__REQUIREMENT__
Rewrite the rows starting with the line that contains "Find every instance of the black" and going on through the line that contains "<point>194,279</point>", replacing "street lamp" with "lamp post" and leaving everything else unchanged. Give only those lines.

[Labeled-object pointing entries]
═══

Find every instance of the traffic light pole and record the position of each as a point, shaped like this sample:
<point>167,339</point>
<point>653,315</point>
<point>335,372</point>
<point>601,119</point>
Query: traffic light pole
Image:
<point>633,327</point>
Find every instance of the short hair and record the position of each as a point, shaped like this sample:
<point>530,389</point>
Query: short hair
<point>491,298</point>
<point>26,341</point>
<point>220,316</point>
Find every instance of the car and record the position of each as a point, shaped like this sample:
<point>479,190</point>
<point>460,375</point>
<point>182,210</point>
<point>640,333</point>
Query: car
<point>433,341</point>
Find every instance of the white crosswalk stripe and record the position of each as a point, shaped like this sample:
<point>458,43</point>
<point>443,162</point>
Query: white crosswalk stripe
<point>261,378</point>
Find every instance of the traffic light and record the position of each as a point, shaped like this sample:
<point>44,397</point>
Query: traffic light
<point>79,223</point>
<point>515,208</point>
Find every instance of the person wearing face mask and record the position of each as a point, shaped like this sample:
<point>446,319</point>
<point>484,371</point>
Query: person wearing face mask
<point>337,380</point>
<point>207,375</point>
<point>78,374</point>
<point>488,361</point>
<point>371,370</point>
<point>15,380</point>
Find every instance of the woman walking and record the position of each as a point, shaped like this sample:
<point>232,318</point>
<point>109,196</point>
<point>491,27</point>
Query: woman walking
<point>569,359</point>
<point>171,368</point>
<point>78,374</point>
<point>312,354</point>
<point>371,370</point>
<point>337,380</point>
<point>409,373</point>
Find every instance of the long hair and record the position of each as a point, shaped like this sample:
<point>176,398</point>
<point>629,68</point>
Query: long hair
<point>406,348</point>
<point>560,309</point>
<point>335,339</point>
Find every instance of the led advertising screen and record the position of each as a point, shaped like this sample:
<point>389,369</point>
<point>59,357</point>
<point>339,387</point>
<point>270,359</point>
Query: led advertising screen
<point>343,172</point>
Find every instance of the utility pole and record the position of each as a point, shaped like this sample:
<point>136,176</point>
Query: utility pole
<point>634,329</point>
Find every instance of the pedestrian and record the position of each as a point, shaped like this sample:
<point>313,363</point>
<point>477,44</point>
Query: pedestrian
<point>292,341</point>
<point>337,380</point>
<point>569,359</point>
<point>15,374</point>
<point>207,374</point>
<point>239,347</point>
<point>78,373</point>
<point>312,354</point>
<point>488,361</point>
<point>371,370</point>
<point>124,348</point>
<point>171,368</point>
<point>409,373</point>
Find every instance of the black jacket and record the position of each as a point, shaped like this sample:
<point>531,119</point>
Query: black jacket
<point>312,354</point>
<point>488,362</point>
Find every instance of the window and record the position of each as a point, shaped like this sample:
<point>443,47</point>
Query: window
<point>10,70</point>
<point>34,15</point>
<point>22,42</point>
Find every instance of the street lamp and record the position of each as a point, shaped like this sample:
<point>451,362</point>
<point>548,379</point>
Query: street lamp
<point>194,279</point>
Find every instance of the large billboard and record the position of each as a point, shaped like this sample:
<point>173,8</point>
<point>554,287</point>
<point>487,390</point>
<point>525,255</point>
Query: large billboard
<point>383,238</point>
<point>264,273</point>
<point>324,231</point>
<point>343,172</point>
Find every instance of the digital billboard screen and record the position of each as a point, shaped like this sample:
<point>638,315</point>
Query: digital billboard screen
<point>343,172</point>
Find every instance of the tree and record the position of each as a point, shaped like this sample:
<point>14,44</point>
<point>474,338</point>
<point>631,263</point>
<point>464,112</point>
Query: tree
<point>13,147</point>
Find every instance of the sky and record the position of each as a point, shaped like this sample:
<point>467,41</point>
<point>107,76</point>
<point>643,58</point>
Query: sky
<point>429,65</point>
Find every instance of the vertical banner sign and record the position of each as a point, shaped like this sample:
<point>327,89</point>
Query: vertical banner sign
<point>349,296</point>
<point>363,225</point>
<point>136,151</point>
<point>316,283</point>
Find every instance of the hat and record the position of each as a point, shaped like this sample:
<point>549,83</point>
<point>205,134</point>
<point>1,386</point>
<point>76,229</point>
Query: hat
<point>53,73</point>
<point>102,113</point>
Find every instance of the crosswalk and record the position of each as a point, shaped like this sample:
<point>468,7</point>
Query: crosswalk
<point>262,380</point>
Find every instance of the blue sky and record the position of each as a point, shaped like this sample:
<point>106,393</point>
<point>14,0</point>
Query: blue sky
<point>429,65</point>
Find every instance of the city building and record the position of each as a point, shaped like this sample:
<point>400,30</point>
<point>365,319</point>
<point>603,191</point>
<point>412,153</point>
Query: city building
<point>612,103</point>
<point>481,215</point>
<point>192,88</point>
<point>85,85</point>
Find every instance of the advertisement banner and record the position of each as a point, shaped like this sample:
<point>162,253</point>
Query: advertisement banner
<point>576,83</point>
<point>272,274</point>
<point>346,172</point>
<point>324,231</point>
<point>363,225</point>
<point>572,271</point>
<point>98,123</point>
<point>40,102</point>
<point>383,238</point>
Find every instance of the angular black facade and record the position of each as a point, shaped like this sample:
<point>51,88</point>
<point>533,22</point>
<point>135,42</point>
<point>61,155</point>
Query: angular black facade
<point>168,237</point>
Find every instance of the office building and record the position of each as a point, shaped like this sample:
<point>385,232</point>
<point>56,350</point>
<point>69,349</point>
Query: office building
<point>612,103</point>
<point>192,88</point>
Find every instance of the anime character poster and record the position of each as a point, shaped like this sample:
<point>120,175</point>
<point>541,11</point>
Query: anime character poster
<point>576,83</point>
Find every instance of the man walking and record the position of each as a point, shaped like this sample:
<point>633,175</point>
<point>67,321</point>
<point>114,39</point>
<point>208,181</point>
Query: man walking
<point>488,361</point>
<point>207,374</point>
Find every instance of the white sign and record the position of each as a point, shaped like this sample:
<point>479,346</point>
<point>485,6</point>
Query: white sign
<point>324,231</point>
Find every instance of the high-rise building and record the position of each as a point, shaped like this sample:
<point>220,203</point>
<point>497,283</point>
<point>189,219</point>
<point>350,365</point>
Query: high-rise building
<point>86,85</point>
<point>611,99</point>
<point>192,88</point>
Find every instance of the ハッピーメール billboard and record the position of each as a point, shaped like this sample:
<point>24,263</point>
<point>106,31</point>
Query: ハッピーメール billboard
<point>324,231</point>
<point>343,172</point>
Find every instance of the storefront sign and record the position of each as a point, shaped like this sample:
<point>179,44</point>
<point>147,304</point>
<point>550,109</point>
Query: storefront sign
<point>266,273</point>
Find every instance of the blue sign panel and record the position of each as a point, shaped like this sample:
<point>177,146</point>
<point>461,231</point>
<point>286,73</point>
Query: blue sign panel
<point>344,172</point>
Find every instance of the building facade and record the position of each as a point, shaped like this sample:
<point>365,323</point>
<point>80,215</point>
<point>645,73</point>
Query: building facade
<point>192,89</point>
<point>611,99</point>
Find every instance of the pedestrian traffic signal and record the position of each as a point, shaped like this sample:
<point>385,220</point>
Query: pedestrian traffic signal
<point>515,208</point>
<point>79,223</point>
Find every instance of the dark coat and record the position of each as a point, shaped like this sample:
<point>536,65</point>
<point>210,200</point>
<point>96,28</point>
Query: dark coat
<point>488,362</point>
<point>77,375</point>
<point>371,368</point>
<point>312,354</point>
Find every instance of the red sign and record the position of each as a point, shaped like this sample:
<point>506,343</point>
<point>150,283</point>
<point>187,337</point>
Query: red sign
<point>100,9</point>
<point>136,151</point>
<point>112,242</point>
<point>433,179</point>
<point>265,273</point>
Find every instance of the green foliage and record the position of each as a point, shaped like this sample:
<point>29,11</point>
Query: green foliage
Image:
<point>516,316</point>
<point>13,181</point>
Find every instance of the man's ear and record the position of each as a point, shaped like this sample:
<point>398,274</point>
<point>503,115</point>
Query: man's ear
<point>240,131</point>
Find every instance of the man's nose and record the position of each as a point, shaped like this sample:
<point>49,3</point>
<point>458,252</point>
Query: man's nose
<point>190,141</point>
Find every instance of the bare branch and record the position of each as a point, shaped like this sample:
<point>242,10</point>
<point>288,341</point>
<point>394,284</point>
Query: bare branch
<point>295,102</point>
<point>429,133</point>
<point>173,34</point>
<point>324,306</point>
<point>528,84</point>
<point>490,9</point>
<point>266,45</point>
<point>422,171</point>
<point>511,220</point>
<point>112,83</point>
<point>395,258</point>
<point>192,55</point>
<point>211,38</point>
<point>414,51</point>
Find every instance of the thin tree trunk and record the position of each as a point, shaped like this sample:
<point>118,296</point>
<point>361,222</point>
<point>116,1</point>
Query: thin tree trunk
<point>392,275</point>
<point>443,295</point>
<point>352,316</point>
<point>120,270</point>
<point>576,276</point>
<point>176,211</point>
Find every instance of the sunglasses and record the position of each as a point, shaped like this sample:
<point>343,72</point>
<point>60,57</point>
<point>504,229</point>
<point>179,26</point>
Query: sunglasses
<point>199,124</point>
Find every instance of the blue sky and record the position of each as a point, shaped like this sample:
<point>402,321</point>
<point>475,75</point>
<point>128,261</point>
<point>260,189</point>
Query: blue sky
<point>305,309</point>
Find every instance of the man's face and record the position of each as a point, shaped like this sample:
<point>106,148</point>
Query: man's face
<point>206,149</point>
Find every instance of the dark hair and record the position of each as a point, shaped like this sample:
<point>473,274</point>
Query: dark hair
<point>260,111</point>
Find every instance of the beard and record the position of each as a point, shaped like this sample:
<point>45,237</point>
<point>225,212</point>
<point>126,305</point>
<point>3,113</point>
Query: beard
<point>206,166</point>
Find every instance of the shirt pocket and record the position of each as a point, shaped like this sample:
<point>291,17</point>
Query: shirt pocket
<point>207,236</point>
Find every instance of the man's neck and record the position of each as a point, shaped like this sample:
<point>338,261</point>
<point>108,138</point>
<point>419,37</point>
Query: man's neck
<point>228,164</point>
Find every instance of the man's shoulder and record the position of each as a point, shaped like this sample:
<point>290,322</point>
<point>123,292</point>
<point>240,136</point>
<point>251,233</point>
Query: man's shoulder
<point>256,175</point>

═══

__SOLUTION TO THIS PROBLEM__
Find every instance of the black jacket and record the position of each as a point, shaped like this sample:
<point>531,119</point>
Query: black jacket
<point>312,354</point>
<point>488,362</point>
Find every instance of the window and record the position of each as a point, shaped like this sample:
<point>443,47</point>
Query: window
<point>10,70</point>
<point>34,15</point>
<point>22,42</point>
Find every instance of the lamp post and record the position of each as a point, shaped like this sample:
<point>451,362</point>
<point>548,379</point>
Query: lamp post
<point>194,279</point>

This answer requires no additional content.